- **WORKING DATA**:

───

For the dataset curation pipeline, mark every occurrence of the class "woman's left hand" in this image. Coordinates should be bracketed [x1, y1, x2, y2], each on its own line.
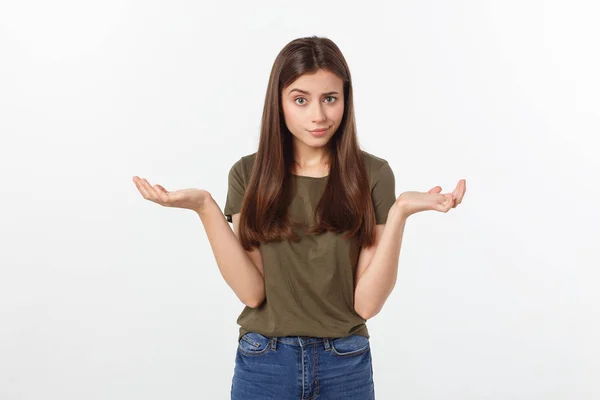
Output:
[394, 179, 467, 217]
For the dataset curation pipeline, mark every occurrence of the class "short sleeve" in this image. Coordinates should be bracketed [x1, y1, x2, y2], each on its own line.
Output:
[371, 161, 396, 224]
[223, 158, 246, 222]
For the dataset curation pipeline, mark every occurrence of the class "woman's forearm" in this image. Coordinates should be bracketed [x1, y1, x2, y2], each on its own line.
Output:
[354, 211, 407, 319]
[196, 198, 265, 308]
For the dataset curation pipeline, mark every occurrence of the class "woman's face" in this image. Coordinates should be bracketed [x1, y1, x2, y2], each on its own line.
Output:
[281, 70, 344, 151]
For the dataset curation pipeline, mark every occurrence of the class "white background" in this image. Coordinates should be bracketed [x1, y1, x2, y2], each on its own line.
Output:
[0, 0, 600, 400]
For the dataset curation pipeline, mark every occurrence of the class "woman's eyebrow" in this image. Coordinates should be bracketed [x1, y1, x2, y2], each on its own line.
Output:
[288, 88, 339, 96]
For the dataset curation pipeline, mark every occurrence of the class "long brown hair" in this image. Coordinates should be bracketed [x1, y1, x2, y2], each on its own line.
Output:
[239, 36, 375, 250]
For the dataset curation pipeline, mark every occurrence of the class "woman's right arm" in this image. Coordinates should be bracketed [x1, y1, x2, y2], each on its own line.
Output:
[196, 197, 265, 308]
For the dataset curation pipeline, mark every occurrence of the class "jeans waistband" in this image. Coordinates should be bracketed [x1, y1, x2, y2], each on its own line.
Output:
[271, 336, 332, 348]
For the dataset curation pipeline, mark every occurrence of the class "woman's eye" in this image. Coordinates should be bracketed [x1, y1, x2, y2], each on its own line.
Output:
[294, 96, 337, 106]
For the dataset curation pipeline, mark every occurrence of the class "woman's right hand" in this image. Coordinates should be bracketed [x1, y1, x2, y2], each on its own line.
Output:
[133, 176, 211, 213]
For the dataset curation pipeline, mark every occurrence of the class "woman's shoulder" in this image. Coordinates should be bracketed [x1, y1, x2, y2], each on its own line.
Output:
[361, 150, 391, 188]
[231, 151, 257, 175]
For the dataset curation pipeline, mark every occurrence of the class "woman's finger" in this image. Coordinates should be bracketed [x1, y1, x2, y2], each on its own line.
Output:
[154, 184, 169, 204]
[154, 183, 168, 193]
[133, 176, 150, 200]
[142, 178, 160, 203]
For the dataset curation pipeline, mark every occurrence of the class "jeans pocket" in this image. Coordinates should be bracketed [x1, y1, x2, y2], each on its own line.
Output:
[238, 332, 271, 356]
[329, 335, 371, 357]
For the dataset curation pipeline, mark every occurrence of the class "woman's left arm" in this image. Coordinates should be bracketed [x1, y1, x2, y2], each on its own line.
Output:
[354, 179, 467, 320]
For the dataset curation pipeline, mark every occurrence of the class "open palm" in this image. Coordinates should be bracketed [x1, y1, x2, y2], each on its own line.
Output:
[396, 179, 467, 216]
[133, 176, 210, 211]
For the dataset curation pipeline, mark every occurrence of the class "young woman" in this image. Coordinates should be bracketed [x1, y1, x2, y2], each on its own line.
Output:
[134, 37, 466, 400]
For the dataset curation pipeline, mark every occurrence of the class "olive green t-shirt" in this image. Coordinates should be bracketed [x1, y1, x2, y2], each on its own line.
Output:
[223, 150, 396, 338]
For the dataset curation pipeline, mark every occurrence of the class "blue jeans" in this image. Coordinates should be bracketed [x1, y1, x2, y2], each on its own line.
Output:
[231, 332, 375, 400]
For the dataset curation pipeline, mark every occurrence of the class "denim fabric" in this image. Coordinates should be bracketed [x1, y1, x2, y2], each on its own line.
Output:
[231, 332, 375, 400]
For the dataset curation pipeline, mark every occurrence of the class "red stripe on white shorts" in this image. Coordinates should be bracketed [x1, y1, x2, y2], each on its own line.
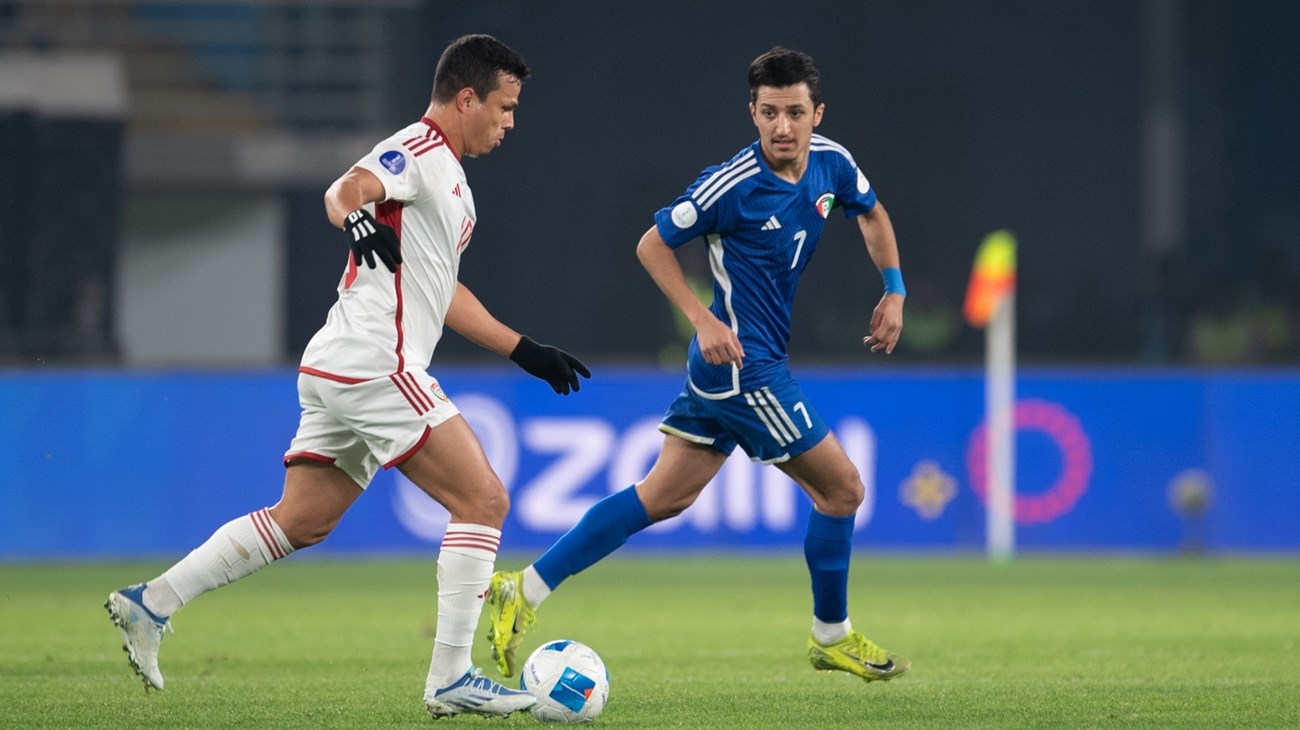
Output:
[248, 508, 289, 560]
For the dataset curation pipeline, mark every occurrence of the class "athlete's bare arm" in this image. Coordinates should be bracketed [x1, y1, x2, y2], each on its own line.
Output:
[858, 200, 902, 355]
[325, 168, 387, 229]
[444, 281, 520, 357]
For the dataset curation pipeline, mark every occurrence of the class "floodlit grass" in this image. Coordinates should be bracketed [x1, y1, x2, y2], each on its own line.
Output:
[0, 552, 1300, 730]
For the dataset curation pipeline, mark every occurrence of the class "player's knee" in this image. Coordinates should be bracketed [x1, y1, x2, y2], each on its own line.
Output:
[445, 479, 510, 527]
[280, 522, 335, 549]
[820, 469, 866, 517]
[644, 492, 698, 522]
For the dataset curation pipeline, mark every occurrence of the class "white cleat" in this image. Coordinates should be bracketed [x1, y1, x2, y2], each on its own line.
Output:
[424, 668, 537, 720]
[104, 583, 172, 690]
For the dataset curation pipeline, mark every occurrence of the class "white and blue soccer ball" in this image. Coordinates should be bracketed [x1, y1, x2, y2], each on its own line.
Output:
[519, 639, 610, 722]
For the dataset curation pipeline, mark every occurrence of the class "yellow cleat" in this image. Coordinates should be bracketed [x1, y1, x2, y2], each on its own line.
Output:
[809, 631, 911, 682]
[488, 570, 537, 677]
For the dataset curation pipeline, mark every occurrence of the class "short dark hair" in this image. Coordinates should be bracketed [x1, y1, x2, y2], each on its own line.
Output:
[433, 34, 532, 103]
[749, 45, 822, 108]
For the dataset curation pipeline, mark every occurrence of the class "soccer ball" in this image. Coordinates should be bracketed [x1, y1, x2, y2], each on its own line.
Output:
[519, 639, 610, 722]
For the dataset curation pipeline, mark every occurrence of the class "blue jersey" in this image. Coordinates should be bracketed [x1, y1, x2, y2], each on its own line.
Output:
[654, 134, 876, 399]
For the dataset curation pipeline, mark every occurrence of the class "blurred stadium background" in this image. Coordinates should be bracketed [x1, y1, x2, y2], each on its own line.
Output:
[0, 0, 1300, 560]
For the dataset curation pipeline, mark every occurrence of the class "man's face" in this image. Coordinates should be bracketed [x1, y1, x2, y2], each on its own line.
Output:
[463, 73, 523, 157]
[749, 82, 826, 166]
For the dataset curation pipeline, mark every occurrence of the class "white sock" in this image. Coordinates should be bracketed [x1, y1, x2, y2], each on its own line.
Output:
[813, 616, 853, 647]
[144, 508, 294, 617]
[524, 565, 551, 608]
[424, 522, 501, 698]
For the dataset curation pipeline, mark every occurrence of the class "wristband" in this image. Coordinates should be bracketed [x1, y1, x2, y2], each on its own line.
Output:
[880, 266, 907, 297]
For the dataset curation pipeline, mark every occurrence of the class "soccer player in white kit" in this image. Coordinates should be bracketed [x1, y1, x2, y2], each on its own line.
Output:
[105, 35, 590, 718]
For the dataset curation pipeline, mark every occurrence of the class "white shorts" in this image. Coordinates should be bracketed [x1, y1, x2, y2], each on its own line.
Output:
[285, 370, 460, 490]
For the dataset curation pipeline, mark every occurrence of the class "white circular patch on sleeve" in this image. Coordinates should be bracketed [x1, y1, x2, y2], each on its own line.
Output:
[672, 200, 699, 229]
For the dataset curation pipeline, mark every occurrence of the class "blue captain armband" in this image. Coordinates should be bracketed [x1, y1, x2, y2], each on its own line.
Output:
[880, 266, 907, 297]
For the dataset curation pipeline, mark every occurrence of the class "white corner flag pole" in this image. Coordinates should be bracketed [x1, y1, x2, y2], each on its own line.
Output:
[984, 290, 1015, 562]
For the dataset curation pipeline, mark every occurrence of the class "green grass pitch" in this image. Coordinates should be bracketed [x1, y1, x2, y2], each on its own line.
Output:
[0, 551, 1300, 730]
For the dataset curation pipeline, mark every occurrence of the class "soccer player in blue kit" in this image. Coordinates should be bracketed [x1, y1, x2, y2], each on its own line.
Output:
[488, 48, 911, 682]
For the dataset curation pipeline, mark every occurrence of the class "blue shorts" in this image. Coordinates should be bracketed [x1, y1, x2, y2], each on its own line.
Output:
[659, 371, 829, 464]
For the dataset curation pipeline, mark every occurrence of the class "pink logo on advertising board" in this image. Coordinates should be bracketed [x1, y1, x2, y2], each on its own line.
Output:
[966, 399, 1092, 525]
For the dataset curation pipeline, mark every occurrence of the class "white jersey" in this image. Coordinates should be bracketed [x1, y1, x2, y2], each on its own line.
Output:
[299, 117, 477, 383]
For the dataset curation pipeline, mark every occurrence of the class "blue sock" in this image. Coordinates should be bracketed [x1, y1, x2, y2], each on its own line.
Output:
[533, 487, 650, 591]
[803, 509, 853, 623]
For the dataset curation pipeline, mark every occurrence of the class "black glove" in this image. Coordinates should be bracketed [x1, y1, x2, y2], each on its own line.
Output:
[343, 208, 402, 271]
[510, 335, 592, 395]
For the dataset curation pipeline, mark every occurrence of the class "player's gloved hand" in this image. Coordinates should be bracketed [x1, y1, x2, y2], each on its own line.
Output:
[343, 208, 402, 271]
[510, 335, 592, 395]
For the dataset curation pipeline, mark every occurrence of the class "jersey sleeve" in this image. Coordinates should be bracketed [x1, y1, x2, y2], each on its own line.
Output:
[356, 139, 420, 203]
[654, 166, 725, 248]
[835, 148, 876, 218]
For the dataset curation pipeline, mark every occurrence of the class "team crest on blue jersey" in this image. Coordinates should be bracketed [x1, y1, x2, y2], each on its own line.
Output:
[380, 149, 406, 175]
[816, 192, 835, 218]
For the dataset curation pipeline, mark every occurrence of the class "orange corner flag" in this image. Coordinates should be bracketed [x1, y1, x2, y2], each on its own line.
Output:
[965, 230, 1015, 327]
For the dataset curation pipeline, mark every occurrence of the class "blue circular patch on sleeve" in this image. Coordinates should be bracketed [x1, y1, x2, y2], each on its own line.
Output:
[380, 149, 406, 175]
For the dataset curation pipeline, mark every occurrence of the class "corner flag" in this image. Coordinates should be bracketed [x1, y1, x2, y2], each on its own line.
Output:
[963, 230, 1015, 329]
[965, 230, 1015, 562]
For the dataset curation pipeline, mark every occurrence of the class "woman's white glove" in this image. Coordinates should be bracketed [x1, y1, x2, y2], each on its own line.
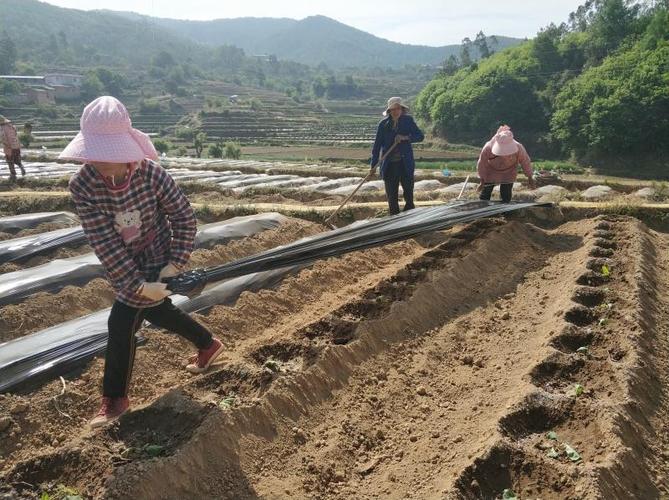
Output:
[158, 262, 181, 281]
[137, 281, 172, 302]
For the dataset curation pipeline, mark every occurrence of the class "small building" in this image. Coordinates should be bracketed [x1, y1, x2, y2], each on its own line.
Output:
[0, 73, 84, 104]
[51, 85, 81, 101]
[44, 73, 84, 87]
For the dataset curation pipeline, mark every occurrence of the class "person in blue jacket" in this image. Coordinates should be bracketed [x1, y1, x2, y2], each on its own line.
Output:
[370, 97, 425, 215]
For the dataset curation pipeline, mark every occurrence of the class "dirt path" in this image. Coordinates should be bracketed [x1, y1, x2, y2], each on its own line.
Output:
[0, 216, 669, 500]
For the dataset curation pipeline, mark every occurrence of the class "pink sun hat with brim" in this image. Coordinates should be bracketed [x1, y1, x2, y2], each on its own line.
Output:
[492, 129, 518, 156]
[58, 96, 158, 163]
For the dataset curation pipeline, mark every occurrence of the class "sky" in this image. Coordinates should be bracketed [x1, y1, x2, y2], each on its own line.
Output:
[41, 0, 584, 46]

───

- **EXERCISE DESCRIPTION**:
Set down the listing above verbatim, beginning with its first line and stopping after the line that contains "[281, 70, 344, 151]". Omit the pictures.

- **ANSWER FOR THIS EXERCISE**:
For the dataset curation pipeline, mark every occurrence of the class "woman's left hand" in this image. Coordinates should be bracketed [x1, y1, x2, y2], each on its own line.
Output:
[394, 179, 467, 217]
For the dataset curation pipeline, mark every occurrence of the class "short sleeve" in this image. Coordinates should be bracketed [x1, y1, x2, y2], each on its own line.
Output:
[371, 161, 396, 224]
[223, 158, 246, 222]
For the dataset curation pipeline, mark every occurrence of the class "woman's forearm" in this image. Coordinates should be bracketed [x1, y1, x2, y2], each on its own line.
Output:
[354, 211, 407, 319]
[196, 198, 265, 308]
For the dataset curation pipeline, mark every occurrence of the class "woman's face" in this image. Coordinates should be bracketed [x1, y1, x2, y2], each on its own line.
Output:
[281, 70, 344, 151]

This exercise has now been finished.